» Your instructions
Please copy the part of the entries that opens with the line containing "Exercise. Point out every instance of the tile" and closes with the final entry, both ends included, keeping the requests as they are but scaling every x and y coordinate in the answers by 1.45 and rounding each to a whole number, halves up. Return only that part.

» Data section
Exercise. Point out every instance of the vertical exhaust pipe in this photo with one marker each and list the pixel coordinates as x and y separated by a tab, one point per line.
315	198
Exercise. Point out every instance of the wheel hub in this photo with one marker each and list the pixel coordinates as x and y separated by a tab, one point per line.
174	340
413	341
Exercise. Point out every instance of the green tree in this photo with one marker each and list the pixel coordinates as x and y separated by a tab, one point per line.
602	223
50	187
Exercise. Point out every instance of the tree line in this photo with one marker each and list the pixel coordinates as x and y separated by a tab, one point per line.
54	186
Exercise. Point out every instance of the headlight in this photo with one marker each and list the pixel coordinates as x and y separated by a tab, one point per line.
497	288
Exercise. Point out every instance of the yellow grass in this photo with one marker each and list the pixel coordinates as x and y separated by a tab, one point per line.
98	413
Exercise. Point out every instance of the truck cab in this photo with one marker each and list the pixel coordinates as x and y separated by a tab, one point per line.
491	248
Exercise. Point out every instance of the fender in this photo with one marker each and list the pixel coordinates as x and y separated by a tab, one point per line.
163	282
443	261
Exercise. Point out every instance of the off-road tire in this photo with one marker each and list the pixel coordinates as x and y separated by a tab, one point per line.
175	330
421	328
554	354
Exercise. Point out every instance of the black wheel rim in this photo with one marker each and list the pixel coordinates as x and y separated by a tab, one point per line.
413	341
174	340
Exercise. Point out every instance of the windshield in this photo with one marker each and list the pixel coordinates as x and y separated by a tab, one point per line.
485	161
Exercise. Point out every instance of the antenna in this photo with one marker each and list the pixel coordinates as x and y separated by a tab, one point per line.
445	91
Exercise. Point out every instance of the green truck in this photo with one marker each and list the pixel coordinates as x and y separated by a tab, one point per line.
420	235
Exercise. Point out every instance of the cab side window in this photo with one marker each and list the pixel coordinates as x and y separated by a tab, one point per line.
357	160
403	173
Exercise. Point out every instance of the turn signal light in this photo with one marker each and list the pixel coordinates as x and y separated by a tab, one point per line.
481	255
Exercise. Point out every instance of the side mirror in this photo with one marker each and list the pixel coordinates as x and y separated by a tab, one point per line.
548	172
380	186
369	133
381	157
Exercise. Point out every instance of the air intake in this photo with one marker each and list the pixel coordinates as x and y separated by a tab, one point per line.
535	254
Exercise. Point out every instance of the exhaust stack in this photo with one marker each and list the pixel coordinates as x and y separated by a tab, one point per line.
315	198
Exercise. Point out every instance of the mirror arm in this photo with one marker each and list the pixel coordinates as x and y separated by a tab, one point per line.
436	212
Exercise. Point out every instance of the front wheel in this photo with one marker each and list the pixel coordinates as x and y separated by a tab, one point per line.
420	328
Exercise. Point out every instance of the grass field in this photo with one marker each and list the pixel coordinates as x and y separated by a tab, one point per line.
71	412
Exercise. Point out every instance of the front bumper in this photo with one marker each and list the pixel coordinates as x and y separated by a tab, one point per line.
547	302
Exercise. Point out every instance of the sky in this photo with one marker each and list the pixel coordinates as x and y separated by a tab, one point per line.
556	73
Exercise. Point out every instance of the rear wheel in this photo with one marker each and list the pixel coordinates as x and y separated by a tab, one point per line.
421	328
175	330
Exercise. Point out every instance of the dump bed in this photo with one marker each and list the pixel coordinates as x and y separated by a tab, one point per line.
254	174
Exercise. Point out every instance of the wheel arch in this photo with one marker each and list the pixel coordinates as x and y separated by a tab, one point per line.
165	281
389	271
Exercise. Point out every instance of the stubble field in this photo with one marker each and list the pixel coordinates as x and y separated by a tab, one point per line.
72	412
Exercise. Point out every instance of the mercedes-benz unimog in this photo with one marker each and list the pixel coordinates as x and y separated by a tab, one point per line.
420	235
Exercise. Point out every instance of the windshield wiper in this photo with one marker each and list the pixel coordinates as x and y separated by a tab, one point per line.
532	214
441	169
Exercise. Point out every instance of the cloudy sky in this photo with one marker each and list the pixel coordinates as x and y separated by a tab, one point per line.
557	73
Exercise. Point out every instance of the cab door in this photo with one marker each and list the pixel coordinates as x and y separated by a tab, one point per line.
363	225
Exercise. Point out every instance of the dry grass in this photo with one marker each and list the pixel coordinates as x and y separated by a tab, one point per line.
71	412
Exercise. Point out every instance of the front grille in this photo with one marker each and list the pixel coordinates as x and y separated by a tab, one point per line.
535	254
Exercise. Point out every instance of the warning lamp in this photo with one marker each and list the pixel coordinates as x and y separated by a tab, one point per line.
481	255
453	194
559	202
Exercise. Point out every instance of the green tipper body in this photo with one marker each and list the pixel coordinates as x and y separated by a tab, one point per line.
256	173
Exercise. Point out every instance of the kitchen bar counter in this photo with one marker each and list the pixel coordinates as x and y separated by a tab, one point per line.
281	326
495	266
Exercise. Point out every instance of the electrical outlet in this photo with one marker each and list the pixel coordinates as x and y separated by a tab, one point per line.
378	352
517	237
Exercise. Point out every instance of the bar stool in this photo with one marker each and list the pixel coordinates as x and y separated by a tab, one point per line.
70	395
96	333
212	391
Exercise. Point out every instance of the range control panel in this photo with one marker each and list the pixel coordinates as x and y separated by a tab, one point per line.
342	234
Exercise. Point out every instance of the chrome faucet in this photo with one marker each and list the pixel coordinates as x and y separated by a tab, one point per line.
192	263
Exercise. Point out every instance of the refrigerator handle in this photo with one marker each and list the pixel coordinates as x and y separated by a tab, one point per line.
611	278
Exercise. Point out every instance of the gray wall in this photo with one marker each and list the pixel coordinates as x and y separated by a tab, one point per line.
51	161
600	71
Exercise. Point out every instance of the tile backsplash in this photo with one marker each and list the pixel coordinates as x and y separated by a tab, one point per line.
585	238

» Result for this task
Exercise. Point out every instance of the tile backsplash in this photo with one marker each and list the pixel coordinates as x and y separated by a tab, one point per line.
848	345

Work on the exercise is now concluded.